=== MATERIAL ===

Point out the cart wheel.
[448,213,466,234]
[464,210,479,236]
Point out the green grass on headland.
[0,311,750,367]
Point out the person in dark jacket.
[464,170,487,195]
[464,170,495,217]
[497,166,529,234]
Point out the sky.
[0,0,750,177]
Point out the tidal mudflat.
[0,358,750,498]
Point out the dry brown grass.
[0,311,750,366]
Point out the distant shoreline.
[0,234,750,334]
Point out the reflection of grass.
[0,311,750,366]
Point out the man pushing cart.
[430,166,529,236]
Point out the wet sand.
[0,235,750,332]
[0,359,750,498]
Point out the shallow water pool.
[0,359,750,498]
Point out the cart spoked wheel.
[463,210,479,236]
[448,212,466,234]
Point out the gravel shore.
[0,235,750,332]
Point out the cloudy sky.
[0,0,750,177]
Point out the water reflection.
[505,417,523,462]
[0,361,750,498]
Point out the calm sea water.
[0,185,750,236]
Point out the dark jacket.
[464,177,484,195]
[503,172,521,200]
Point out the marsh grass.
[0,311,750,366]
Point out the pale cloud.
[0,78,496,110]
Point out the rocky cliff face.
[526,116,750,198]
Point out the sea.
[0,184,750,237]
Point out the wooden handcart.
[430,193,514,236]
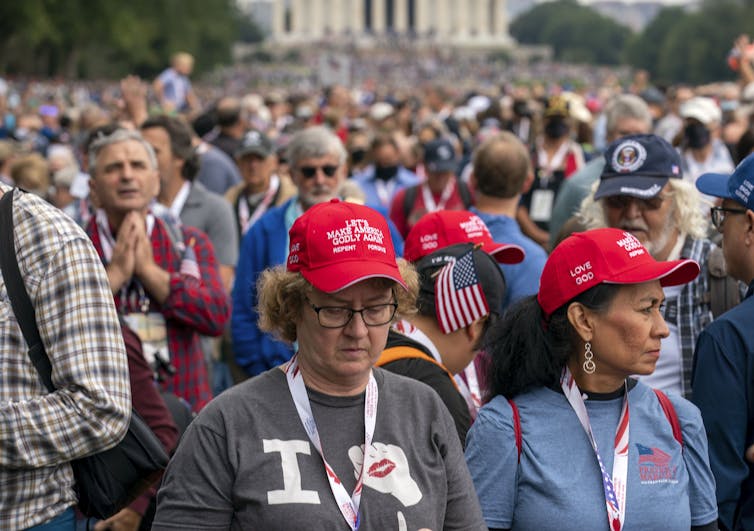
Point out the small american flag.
[180,238,201,280]
[435,249,490,334]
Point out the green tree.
[510,0,631,65]
[0,0,242,77]
[625,0,754,84]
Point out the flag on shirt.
[179,238,201,280]
[435,249,490,334]
[636,444,670,466]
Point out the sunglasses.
[710,207,746,231]
[298,164,338,179]
[604,195,665,212]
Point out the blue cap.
[424,138,458,172]
[696,154,754,210]
[594,135,683,199]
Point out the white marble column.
[414,0,430,36]
[309,0,325,37]
[322,0,343,35]
[393,0,408,34]
[450,0,464,36]
[372,0,385,34]
[346,0,364,35]
[492,0,508,40]
[434,0,451,38]
[272,0,285,39]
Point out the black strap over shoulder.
[403,177,474,219]
[0,190,55,392]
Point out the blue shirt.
[466,382,717,531]
[691,282,754,529]
[230,196,298,376]
[470,207,547,309]
[351,166,421,209]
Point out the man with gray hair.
[231,127,347,376]
[550,94,652,247]
[579,135,719,398]
[86,129,230,411]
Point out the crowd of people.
[0,37,754,531]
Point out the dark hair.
[484,284,621,401]
[215,98,241,127]
[472,131,531,199]
[141,114,200,181]
[81,122,122,156]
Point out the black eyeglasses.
[709,207,746,230]
[604,195,665,212]
[308,301,398,328]
[298,164,338,179]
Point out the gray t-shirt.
[153,369,486,531]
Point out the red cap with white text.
[287,199,407,293]
[537,228,699,316]
[403,210,524,264]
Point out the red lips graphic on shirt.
[367,459,395,478]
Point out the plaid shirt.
[86,218,230,411]
[665,237,714,398]
[0,184,131,530]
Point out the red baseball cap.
[403,210,524,264]
[287,199,408,293]
[537,228,699,316]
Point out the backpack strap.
[508,389,683,461]
[0,190,55,392]
[652,389,683,448]
[403,185,420,220]
[508,398,523,463]
[456,177,474,210]
[707,246,741,318]
[375,345,458,391]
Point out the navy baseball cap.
[424,138,458,172]
[696,154,754,210]
[594,135,683,199]
[235,130,275,159]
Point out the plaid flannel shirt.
[665,236,714,398]
[0,184,131,530]
[86,218,230,411]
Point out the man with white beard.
[579,135,719,398]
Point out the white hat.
[369,101,393,122]
[681,96,723,125]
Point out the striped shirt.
[0,184,131,530]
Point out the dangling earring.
[584,341,597,374]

===

[PROMPT]:
Reproduce the part of the records that opens with the line containing "Point out the tidal mudflat." and closes with the line containing "[448,212,466,234]", both lines included, keeping every request line and multiplying each bounding box coordinate in the answers by 1.3, rounded to a whole number with halves rounded up. Give only these lines.

[OUTPUT]:
Point out the tidal mudflat.
[0,465,975,647]
Point out the dry brown grass.
[0,404,975,476]
Point out the distant shoreline.
[0,304,975,434]
Point out the reflection of grass.
[0,404,975,476]
Point out the man pushing cart.
[559,216,688,307]
Point out the wet sand.
[0,306,975,432]
[0,467,975,647]
Point out the shallow water pool.
[0,467,975,647]
Point out the cart spoked wheel.
[602,273,623,307]
[582,276,606,304]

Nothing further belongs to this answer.